Selected text →
=-=-=
All voltage sources have two fundamental parts: a source of electrical energy that has a characteristic electromotive force (emf), and an internal resistance r. The emf is the work done per charge to keep the potential difference of a source constant. The emf is equal to the potential difference across the terminals when no current is flowing. The internal resistance r of a voltage source affects the output voltage when a current flows.
The voltage output of a device is called its terminal voltage $V_{terminal}$ and is given by $V_{terminal} = ε - I r$ , where I is the electric current and is positive when flowing away from the positive terminal of the voltage source and r is the internal resistance.

The equivalent resistance of an electrical circuit with resistors wired in a series is the sum of the individual resistances: $R_{s} = R_{1} + R_{2} + R_{3} + ⋯ = \sum_{i = 1}^{N} R_{i}$ .
Each resistor in a series circuit has the same amount of current flowing through it.
The potential drop, or power dissipation, across each individual resistor in a series is different, and their combined total is the power source input.
The equivalent resistance of an electrical circuit with resistors wired in parallel is less than the lowest resistance of any of the components and can be determined using the formula
$R_{eq} = {(\frac{1}{R_{1}} + \frac{1}{R_{2}} + \frac{1}{R_{3}} + ⋯)}^{−1} = {(\sum_{i = 1}^{N} \frac{1}{R_{i}})}^{−1} .$
Each resistor in a parallel circuit has the same full voltage of the source applied to it.
=-=-=
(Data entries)
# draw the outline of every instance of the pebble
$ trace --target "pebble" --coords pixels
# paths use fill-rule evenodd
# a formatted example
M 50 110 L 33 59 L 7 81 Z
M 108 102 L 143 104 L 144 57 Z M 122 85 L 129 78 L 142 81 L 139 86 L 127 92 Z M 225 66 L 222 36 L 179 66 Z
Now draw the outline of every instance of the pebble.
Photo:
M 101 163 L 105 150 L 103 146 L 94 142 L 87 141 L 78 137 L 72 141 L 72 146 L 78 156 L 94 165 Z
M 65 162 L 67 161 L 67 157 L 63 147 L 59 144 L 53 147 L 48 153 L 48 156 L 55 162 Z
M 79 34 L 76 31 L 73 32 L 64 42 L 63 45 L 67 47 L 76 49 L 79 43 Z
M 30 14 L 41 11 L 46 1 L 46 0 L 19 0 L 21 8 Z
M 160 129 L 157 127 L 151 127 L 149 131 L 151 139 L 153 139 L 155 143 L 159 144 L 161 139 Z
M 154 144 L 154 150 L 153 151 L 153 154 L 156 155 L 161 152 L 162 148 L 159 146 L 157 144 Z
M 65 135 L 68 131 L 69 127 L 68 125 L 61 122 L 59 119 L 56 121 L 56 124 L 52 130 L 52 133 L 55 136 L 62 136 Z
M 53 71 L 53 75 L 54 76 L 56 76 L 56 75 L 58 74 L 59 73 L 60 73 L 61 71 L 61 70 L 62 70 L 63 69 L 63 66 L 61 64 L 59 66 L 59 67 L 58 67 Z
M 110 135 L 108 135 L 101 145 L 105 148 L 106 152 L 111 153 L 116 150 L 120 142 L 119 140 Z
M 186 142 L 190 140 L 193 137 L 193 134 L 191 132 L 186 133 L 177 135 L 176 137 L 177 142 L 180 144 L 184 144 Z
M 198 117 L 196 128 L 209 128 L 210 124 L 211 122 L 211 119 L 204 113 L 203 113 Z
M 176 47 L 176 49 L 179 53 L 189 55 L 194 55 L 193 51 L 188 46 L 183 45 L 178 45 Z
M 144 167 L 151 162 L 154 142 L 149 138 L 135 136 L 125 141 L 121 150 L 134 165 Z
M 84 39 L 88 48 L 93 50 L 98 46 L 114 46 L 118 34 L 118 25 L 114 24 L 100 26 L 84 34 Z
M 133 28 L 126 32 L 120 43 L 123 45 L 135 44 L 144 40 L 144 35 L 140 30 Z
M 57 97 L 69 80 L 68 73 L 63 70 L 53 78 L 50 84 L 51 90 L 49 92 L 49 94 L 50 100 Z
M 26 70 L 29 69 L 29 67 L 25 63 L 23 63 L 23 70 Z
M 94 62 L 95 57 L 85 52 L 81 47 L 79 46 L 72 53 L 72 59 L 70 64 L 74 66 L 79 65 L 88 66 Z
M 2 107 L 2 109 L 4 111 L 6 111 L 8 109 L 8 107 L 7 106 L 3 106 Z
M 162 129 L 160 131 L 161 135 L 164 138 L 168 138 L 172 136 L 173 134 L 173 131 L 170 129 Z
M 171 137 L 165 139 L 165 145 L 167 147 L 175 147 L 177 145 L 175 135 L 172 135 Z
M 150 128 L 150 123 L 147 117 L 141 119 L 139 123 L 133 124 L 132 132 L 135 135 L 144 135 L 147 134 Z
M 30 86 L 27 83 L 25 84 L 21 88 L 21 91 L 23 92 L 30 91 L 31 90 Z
=-=-=
What you will do →
1 – Please return everything in the circuits text from "The voltage output" down to "flowing through it.".
2 – According to the circuits text, what is the emf equal to when no current is flowing?
3 – Extend the circuits text beyond its final sentence.

Per-task outputs →
1 –
The voltage output of a device is called its terminal voltage $V_{terminal}$ and is given by $V_{terminal} = ε - I r$ , where I is the electric current and is positive when flowing away from the positive terminal of the voltage source and r is the internal resistance.

The equivalent resistance of an electrical circuit with resistors wired in a series is the sum of the individual resistances: $R_{s} = R_{1} + R_{2} + R_{3} + ⋯ = \sum_{i = 1}^{N} R_{i}$ .
Each resistor in a series circuit has the same amount of current flowing through it.

2 – The potential difference across the terminals.

3 –
The current flowing through each resistor in a parallel circuit is different, depending on the resistance.
If a more complex connection of resistors is a combination of series and parallel, it can be reduced to a single equivalent resistance by identifying its various parts as series or parallel, reducing each to its equivalent, and continuing until a single resistance is eventually reached.

Kirchhoff’s rules can be used to analyze any circuit, simple or complex. The simpler series and parallel connection rules are special cases of Kirchhoff’s rules.
Kirchhoff’s first rule, also known as the junction rule, applies to the charge to a junction. Current is the flow of charge; thus, whatever charge flows into the junction must flow out.
Kirchhoff’s second rule, also known as the loop rule, states that the voltage drop around a loop is zero.
When calculating potential and current using Kirchhoff’s rules, a set of conventions must be followed for determining the correct signs of various terms.
When multiple voltage sources are in series, their internal resistances add together and their emfs add together to get the total values.
When multiple voltage sources are in parallel, their internal resistances combine to an equivalent resistance that is less than the individual resistance and provides a higher current than a single cell.
Solar cells can be wired in series or parallel to provide increased voltage or current, respectively.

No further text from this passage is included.